──────── Il brano ────────

Per l’appunto, bestia!, non credo proprio indicasse la figura retorica :)

#29 Comment By bestia! On 9 gennaio 2012 @ 23:15

ah beh, l’ha detto Wikipedia, Fonte della Conoscenza:P
La scala, per definizione, si usa per salire o scendere, non certo per riposarsi sui pianerottoli… Ma penso ci possa arrivare chiunque.

Non immagino neanche perchè ci sia stata questa deriva di senso, forse le alternative (corrette) che ho citato non sono abbastanza esotiche: manca quella bella “x” che attira i gonzi.
La migliore, comunque (e qui rettifico il commento di prima) è “Spannung”: viva il tedesco, e il significato è quello giusto, specie usato in contesto di narrativa.
I termini specifici e corretti li abbiamo, non ha senso usarne altri presi a caso e mutati di senso perchè fa comodo…
Saluti

#30 Comment By Mauro On 10 gennaio 2012 @ 00:23

Il Treccani basta? “Allo stadio di [climax] il sistema raggiunge il massimo della biomassa e le interazioni tra le varie specie della comunità sono esclusivamente di tipo positivo”.
Oppure: “Acme, lo stadio di maggiore intensità di una malattia”.
Oppure: “In sessuologia, orgasmo” (ossia l’acme del rapporto sessuale).
Oppure: “Punto culminante di un qualsiasi processo”.
Il sinonimi e contrari della Treccani dà “acme” e “apice” come sinonimi di “climax” (come si può già evincere dall’esempio medico).

────────

> [Consegna] Secondo il commento di Mauro nel brano, quali sinonimi di "climax" riporta il dizionario dei sinonimi e contrari della Treccani?

──────── I dati ────────

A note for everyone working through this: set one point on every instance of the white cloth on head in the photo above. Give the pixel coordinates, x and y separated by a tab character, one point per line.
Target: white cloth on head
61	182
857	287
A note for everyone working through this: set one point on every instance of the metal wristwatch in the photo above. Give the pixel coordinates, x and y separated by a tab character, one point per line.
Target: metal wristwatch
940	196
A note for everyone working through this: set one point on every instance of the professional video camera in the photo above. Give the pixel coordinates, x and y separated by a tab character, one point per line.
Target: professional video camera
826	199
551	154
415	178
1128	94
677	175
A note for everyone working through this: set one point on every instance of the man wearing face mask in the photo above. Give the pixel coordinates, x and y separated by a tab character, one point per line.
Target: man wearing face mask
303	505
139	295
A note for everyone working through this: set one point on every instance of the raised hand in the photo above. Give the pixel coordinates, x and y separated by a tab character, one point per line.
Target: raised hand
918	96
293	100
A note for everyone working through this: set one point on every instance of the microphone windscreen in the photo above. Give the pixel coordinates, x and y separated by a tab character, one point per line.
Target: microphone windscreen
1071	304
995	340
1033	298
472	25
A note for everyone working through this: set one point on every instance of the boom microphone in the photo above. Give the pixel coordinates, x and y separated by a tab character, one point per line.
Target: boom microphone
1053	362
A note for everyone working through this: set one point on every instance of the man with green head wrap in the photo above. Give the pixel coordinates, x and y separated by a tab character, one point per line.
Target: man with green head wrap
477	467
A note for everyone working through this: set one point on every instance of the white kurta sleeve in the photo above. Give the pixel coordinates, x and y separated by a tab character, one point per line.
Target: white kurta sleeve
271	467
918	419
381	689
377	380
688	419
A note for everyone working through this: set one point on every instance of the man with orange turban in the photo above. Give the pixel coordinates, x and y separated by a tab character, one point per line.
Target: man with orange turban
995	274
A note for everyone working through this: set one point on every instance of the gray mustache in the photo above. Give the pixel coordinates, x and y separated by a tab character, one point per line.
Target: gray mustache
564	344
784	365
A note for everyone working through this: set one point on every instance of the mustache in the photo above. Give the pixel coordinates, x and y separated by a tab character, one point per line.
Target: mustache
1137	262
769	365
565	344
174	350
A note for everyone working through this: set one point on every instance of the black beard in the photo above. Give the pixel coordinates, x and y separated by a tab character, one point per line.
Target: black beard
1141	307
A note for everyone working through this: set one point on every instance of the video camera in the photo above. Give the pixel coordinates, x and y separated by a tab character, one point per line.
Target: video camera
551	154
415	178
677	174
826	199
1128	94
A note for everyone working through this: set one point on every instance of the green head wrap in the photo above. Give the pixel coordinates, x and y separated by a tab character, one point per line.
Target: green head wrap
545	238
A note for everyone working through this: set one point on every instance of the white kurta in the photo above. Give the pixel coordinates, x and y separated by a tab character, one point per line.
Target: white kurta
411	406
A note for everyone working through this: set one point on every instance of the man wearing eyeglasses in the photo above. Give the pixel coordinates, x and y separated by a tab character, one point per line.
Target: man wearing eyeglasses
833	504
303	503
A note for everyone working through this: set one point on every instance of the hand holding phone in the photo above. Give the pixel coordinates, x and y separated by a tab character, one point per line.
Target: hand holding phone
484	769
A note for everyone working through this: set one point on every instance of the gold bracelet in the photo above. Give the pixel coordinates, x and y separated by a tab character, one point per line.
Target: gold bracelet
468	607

────────
──────── I dati ────────

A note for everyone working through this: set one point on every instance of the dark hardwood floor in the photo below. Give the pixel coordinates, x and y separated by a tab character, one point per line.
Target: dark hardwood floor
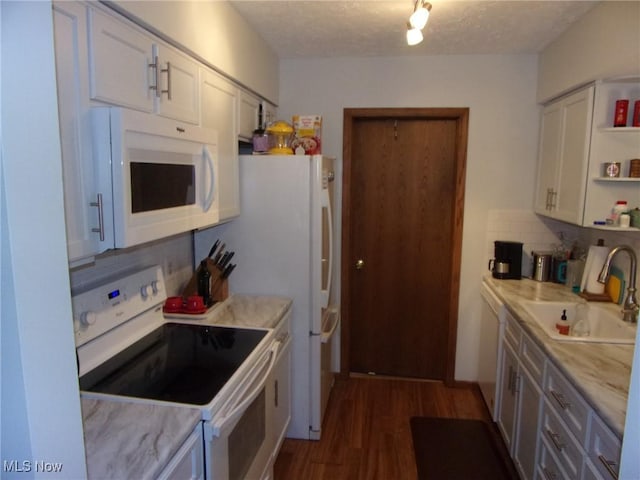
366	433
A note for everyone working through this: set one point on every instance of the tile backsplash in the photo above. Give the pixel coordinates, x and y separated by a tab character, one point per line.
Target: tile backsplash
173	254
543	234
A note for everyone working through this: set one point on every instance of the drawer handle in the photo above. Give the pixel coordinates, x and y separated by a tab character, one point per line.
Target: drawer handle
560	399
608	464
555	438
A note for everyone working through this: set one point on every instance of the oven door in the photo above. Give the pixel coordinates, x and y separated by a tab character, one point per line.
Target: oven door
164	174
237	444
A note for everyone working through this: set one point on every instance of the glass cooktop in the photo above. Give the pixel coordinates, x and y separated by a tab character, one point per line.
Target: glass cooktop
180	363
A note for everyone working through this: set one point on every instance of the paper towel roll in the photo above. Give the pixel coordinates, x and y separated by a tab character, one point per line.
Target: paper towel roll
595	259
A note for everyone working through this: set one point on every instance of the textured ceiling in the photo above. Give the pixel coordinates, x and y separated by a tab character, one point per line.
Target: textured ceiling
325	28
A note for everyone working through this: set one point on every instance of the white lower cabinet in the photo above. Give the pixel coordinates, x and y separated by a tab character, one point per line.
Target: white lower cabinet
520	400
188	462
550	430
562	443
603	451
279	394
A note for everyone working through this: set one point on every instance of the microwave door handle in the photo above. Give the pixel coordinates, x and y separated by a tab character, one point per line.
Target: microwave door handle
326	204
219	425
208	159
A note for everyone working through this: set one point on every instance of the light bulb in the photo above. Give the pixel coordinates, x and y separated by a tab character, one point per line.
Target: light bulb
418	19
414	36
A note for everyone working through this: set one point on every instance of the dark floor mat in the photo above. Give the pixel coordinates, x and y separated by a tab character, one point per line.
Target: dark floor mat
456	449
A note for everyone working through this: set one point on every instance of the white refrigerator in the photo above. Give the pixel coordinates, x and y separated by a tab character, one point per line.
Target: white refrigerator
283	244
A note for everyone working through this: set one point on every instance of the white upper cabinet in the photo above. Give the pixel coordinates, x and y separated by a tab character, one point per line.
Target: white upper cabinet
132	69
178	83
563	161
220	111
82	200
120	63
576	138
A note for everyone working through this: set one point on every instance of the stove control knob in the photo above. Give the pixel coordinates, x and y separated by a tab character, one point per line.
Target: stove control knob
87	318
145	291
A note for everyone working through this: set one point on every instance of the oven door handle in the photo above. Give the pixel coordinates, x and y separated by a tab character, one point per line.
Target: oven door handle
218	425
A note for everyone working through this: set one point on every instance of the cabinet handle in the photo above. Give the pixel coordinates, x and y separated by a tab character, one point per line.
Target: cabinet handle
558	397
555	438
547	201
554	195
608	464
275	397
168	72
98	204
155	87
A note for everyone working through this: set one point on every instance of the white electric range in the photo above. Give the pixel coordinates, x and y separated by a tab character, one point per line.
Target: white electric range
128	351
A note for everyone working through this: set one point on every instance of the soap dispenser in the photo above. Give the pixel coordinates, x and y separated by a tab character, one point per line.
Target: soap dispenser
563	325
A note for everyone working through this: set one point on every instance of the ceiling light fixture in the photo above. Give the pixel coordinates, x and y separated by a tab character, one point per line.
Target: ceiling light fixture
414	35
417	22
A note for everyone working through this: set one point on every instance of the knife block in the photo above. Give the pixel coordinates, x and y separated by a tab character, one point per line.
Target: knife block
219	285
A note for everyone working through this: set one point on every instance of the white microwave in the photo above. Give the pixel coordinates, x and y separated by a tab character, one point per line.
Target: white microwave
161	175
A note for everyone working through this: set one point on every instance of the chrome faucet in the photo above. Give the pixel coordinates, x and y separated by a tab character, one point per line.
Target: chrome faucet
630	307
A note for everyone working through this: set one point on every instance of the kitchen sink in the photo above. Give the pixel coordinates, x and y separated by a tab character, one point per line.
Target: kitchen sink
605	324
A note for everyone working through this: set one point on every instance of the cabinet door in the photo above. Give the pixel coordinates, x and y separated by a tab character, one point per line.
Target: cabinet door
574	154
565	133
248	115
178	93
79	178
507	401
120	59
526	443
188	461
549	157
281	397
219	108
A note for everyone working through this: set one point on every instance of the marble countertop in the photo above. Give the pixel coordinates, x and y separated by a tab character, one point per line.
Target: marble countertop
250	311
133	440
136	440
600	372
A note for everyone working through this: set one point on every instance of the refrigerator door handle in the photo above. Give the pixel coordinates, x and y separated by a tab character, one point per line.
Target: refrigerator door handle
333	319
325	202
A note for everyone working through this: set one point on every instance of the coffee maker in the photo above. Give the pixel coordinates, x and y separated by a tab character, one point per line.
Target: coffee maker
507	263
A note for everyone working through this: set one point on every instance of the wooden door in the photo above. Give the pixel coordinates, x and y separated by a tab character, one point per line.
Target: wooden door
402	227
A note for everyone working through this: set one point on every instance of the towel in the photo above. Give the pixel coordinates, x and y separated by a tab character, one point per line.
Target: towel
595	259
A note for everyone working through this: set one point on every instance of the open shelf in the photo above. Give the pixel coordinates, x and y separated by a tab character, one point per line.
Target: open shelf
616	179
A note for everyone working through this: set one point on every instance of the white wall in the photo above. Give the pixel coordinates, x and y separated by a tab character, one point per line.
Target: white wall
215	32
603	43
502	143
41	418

────────

> [Soluzione] "Acme" e "apice".